» **Tasks**:
A: In the blog excerpt below, which TV show was a repeat?
B: Please carry on the blog excerpt below, picking up right after its last line.

» **Excerpt to read**:

** begin **

Thursday, January 29, 2009

Winter Haiku

Today, in an effort to stimulate my sluggish winter brain, I thought I'd try expressing myself using the ancient Japanese style of haiku. Why this seemed like a good idea, I could not tell you...wait, now I remember: it's cold and dark, I'm bored, and Grey's Anatomy is a repeat. Now that I've won the battle to fit my thoughts into the 5/7/5 syllable format, I do feel surprisingly serene (if also quite dorky).

Slip to the mailbox
On a skating-rink driveway
Winter really sucks.

Trapped inside the house
Kids have another snow day
School tomorrow, please!

Bone-chillingly cold
But we're out of hot cocoa
Maybe some whiskey?

Tuesday, January 27, 2009

25 Random Things About Me

This is going around Facebook, so here's my contribution:
1. I NEVER NEVER NEVER do these things. This might actually be the very first time. I'm a pretty private person, and fiercely guard against giving out too much information. So don't expect deep revelations!
2. I'm not going to follow the "rules." Surprised? I didn't think so.
3. (I managed to use up 2 items already, without really saying anything--hee hee)

** end **

» **Information given**:
** begin **

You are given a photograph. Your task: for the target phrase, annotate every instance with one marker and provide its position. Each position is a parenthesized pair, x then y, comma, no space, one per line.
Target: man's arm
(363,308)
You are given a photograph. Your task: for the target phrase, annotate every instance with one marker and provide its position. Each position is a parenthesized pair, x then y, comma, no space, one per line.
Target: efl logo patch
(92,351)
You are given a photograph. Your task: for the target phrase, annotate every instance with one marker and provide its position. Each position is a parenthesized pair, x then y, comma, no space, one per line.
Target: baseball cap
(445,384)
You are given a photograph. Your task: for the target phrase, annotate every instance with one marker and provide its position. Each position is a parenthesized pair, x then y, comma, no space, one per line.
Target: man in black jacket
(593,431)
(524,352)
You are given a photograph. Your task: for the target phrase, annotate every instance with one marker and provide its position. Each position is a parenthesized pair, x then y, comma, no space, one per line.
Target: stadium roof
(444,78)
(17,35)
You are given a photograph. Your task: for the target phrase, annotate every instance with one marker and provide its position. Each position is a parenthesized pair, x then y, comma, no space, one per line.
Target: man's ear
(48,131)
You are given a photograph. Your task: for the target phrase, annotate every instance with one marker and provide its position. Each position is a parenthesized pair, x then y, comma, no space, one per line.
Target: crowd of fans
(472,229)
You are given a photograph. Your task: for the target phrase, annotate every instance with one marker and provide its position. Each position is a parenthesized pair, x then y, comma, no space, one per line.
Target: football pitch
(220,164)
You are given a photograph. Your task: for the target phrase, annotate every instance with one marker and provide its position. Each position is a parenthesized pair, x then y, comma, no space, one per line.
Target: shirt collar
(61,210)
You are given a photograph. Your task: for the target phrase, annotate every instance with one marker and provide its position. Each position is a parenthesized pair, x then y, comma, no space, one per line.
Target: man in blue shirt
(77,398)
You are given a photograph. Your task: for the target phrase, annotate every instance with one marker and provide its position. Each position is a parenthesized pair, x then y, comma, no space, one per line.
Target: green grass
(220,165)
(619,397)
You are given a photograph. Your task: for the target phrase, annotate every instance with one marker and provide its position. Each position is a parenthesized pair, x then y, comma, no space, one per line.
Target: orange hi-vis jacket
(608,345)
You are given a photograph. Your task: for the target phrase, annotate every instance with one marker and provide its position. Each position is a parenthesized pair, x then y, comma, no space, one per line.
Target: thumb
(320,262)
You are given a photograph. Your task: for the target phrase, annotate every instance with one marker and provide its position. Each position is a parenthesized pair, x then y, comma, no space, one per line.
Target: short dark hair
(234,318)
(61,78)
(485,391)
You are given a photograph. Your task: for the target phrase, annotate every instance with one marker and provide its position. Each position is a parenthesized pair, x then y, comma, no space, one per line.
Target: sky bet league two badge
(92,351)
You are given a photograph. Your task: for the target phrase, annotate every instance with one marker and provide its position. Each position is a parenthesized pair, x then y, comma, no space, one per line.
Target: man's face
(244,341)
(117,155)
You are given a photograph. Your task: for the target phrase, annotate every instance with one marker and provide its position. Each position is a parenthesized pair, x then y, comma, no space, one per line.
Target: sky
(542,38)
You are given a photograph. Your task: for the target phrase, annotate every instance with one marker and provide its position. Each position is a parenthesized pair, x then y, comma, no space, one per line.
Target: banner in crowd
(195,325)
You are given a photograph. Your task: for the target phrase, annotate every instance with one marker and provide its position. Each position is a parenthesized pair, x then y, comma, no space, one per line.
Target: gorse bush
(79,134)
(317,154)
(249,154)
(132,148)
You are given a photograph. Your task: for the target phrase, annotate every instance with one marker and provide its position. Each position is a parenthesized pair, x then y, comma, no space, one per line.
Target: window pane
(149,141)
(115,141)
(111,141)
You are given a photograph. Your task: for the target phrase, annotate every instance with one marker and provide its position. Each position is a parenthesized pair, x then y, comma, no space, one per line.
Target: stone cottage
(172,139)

** end **

» **Per-task answers**:
A: Grey's Anatomy

B:
4. Okay, here goes: this is my disclaimer, (like they have in the front of a book, if anyone (dorks like me) happens to read the publishing page): People who know both of us (lucky you), will notice many similarities between my sister and me. We are not the same person, but sometimes we share a brain (I think she has it today)
5. I am addicted to dark chocolate (not a problem) and diet soda. I've tried to quit (soda, not chocolate) and failed.
6. I love crossword puzzles and am good at them. I do them in pen, even if I have to cross out.
7. Reading is one of my absolute favorite things to do. I read all the time, and will try just about anything. I also gave myself permission, when I finally finished ALL my schooling, to stop reading anything I started but didn't like. Being an adult is great!
8. Probably because of #6 and #7, and a Dad who used to correct my grammar all the time ("Me and her were going"..."Her and me"..."the 2 of us"!), I can spot a typo, a misused word, or a punctuation problem in any book, magazine, newspaper, website...it's a bit of a personal problem. Or I should be an editor.
9. I became a vegetarian (not vegan) almost a year ago. While there are some challenges, it's definitely the right choice for me.
10. I live in a houseful of carnivores. One of the "challenges".
11. I could run the Orioles better than that man who owns them right now (Peter Angelos--ugh), but I'd leave the day-to-day operations to Mr. Ripken. (Of course, I'd call him Cal when we had our business lunches!)
12. I wish the world of Harry Potter were real. I would not be a Muggle. I'm Hermione.
13. I tend to have an "inner circle", a few close friends. This is fine for me. But I still feel like a loser sometimes, because I don't have "enough" Facebook friends!
14. I love to go to parties and see friends. But I love to go home afterwards when I've reached my limit.
15. I have an inborn NEED for peace and quiet and alone time.
16. I'm beginning to feel like a total narcissist for talking about myself endlessly.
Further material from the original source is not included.